Task statement >> Please decide whether each statement agrees with the excerpt below on inferring a proportion from a sample, answering yes or no and quoting the deciding words: (a) Laplace first tackled the problem analytically in 1774; (b) $\pi_1$ is defined as the test specificity; (c) the test referred to has 88% sensitivity.

Selected excerpt >>
=== Section Start ===
Setting up the problem

Let us imagine we have a population of $N$ elements, a proportion $p$ of which shares a given character. The simplest example is that of a box containing $N$ balls, $n_1$ white and $n_2$ black. Let $p$ be the proportion of white balls, i.e. $p=n_1/N$. If we extract at random $m$ balls, then we roughly expect $m_1\approx n_1\times m/N = p\cdot m$ white and $m_2\approx n_2\times m/N = (N-n_1)\times m/N = (1-p)\cdot m $ black. A classical problem in probability theory is to infer the proportion $p$ from the observed (`measured') proportion $p_m = m_1/m$.

Obviously, if $m$ is equal to $N$, i.e. if we completely empty the box, then we acquire full knowledge of the box content and the solution is trivial. However, in most cases we are unable to analyze the entire population and we have to infer $p$ from a sample. Therefore, although $p_m$ can be a reasonable rough estimate of $p$, we can never be sure about the true proportion. At most, there are numerical values we shall believe more (those around $p_m$) and others we shall believe less. This problem was first tackled analytically by Laplace in 1774 [27].

Let us now complicate the problem, taking into account the fact that we are not even sure about the characteristics of each sampled individual, as, instead, it happens with black and white balls. This is exactly what happens with infections of different kinds, unless the symptoms are so evident and unique to rule out any other explanation. We have then to rely on tests that are typically not perfect, especially if we have neither time nor money to inspect in detail each individual in order to really see the active agent. Sticking to tests providing only a binary response,6as we hear and read in the media, and assuming that such testing devices and procedures are planned to detect the infected individuals, we expect that if the answer is positive then there should be a quite high chance that the individual is really infected, and a small chance that she is not. Similarly, if the answer is negative, there should be a high chance that the individual is not infected. (The conditionals are due to the fact that there are other pieces of information to take into account, as we shall see.)

We can characterize therefore the test by two virtually continuous numbers $\pi_1$ and $\pi_2$ in the range between 0 an 1 such that, depending on whether the individual is infected or not, the test procedure provides positive and negative answers with probabilities

$\displaystyle P($Pos$\displaystyle \,\vert\,$Inf$\displaystyle )$ $\displaystyle =$ $\displaystyle \pi_1$  
$\displaystyle P($Neg$\displaystyle \,\vert\,$Inf$\displaystyle )$ $\displaystyle =$ $\displaystyle 1-\pi_1\,;$  
       
$\displaystyle P($Pos$\displaystyle \,\vert\,$NoInf$\displaystyle )$ $\displaystyle =$ $\displaystyle \pi_2$  
$\displaystyle P($Neg$\displaystyle \,\vert\,$NoInf$\displaystyle )$ $\displaystyle =$ $\displaystyle 1-\pi_2\,,$  

with self-evident meaning of the symbols (we just remind that the `$\vert$' indicates that what follows it plays the role of conditions and therefore `$\vert$' should be read as “under the condition”, or “conditioned by”). More technically, $\pi_1$ is defined as test sensitivity, while $(1-\pi_2)$ is the test specificity (see e.g. Ref. [28]). Therefore, in order to fix the ideas, the test to which we are referring [16] has 98% sensitivity and 88% specificity.
=== Section End ===
Material provided >>
=== Section Start ===
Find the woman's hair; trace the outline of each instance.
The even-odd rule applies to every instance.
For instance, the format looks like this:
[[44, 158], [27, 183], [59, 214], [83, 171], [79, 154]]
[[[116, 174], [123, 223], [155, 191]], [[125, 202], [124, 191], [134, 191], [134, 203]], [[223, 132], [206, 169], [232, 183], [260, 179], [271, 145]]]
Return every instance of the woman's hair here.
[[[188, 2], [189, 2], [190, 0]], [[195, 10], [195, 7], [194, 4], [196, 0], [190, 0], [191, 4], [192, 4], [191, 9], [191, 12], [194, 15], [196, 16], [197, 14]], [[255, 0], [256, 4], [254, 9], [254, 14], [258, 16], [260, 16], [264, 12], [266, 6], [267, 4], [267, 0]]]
=== Section End ===
Result >>
(a) Yes: "This problem was first tackled analytically by Laplace in 1774"
(b) No: "$\pi_1$ is defined as test sensitivity, while $(1-\pi_2)$ is the test specificity"
(c) No: "the test to which we are referring [16] has 98% sensitivity and 88% specificity"